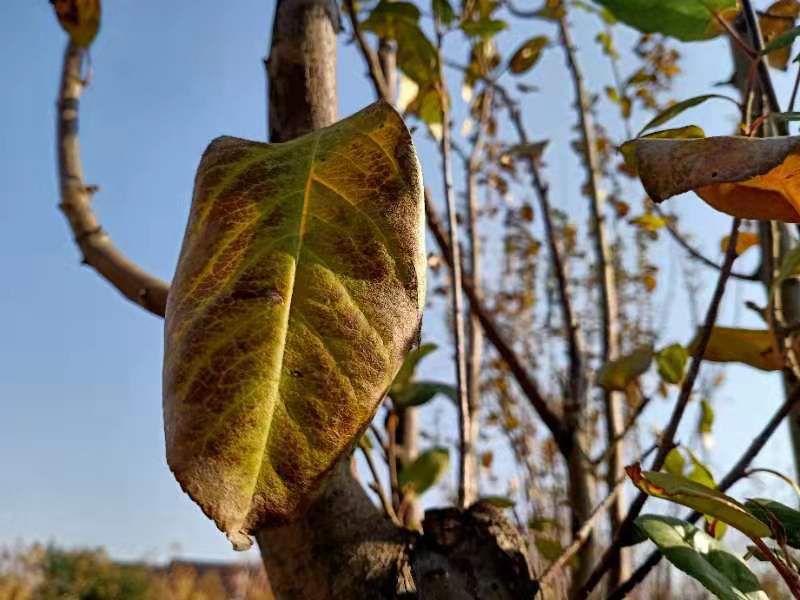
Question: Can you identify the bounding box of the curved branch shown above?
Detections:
[58,42,169,317]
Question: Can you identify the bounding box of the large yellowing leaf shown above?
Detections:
[689,327,783,371]
[625,136,800,223]
[625,464,772,538]
[164,102,425,547]
[50,0,100,48]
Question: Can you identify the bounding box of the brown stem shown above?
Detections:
[344,0,392,103]
[576,218,741,600]
[608,388,800,600]
[436,22,476,508]
[558,9,630,585]
[57,42,169,317]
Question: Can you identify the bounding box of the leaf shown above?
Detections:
[50,0,101,48]
[597,346,653,391]
[392,343,438,385]
[626,136,800,223]
[639,94,731,137]
[595,0,738,42]
[619,125,706,171]
[508,35,550,75]
[389,381,458,408]
[628,213,667,233]
[689,327,783,371]
[664,448,686,475]
[397,448,450,495]
[719,231,759,256]
[625,465,771,537]
[533,535,564,562]
[758,0,800,71]
[461,18,508,40]
[655,344,689,384]
[163,102,426,547]
[635,515,769,600]
[744,498,800,549]
[431,0,456,27]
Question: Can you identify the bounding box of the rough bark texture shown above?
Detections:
[256,0,538,600]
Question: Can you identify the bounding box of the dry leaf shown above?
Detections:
[164,102,425,548]
[626,136,800,223]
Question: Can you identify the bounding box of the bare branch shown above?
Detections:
[425,195,569,453]
[57,42,169,317]
[344,0,392,103]
[577,218,741,600]
[608,388,800,600]
[558,8,629,584]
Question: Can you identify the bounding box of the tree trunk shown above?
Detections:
[256,0,538,600]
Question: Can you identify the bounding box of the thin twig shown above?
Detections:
[344,0,392,102]
[576,218,741,600]
[436,19,476,508]
[57,42,169,317]
[653,205,760,281]
[558,7,628,585]
[425,189,569,448]
[608,368,800,600]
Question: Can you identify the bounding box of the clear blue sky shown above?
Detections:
[0,0,791,559]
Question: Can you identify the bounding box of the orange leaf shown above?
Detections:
[626,136,800,223]
[719,231,758,255]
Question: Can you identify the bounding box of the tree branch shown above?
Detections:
[425,189,569,452]
[577,218,741,600]
[344,0,392,103]
[57,42,169,317]
[608,388,800,600]
[558,8,629,585]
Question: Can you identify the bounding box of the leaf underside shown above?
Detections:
[164,102,425,547]
[630,136,800,223]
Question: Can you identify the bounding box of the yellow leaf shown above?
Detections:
[626,136,800,223]
[719,231,758,255]
[163,102,425,548]
[625,464,772,538]
[689,327,783,371]
[50,0,101,48]
[597,346,653,391]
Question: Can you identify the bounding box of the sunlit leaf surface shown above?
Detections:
[164,103,425,547]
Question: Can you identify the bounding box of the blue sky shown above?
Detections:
[0,0,791,559]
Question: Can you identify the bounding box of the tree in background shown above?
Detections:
[39,0,800,598]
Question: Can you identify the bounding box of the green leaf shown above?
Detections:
[664,448,686,475]
[461,18,508,40]
[635,515,769,600]
[478,496,516,508]
[625,465,770,537]
[595,0,738,42]
[761,27,800,56]
[431,0,456,27]
[639,94,735,137]
[597,346,653,391]
[619,125,706,171]
[163,102,426,547]
[397,448,450,495]
[744,498,800,549]
[508,35,550,75]
[656,344,689,384]
[389,381,458,408]
[392,343,438,386]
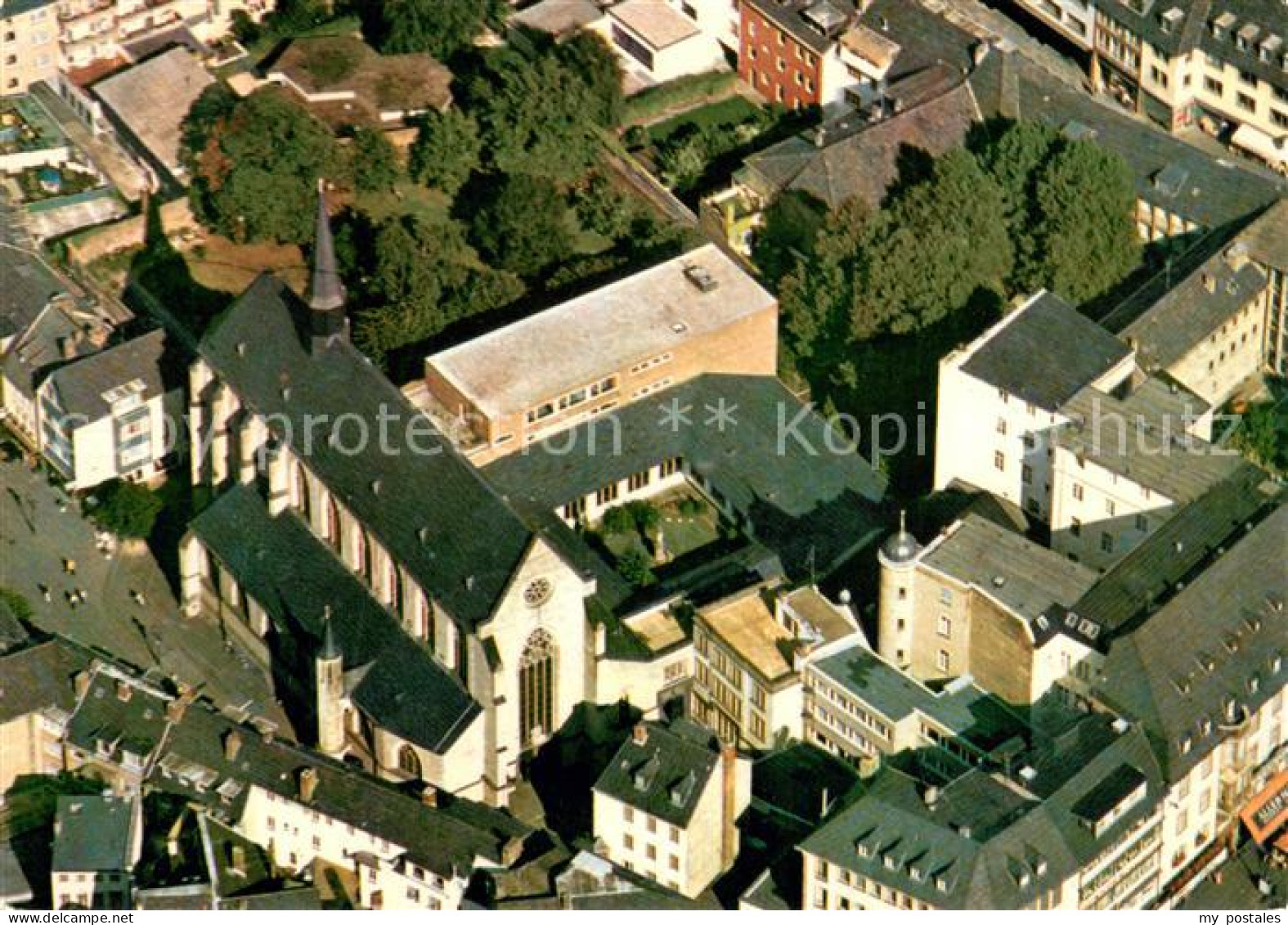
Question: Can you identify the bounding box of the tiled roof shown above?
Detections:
[961,291,1131,411]
[191,486,479,752]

■ ■ ■ ■

BRIEF.
Please write out again the lines above, starting at the line containing "underside shown above?" and ending at the line containing "[39,0,800,598]", and shift every bounding-box coordinate in them by -85. Leave all other text in those lines unchanged.

RESULT BELOW.
Question: Can you identify the bounding box of the leaf underside shown above?
Detections:
[79,17,340,462]
[545,51,715,138]
Question: Can you identify the bounding box of the yellow leaf shown above?
Detections:
[541,51,715,138]
[634,146,673,170]
[78,17,340,463]
[540,379,687,453]
[604,242,698,286]
[-35,-85,16,-37]
[512,261,568,306]
Question: Can you identify the bounding box of the sunlit leaf surface shown above?
Detections:
[79,18,340,462]
Question: Can you identify the bounding box of the blue sky shown above?
Detections:
[-85,-85,706,474]
Question: Can you identify the bounding box of the tree in background shown above?
Detections:
[-46,-85,715,513]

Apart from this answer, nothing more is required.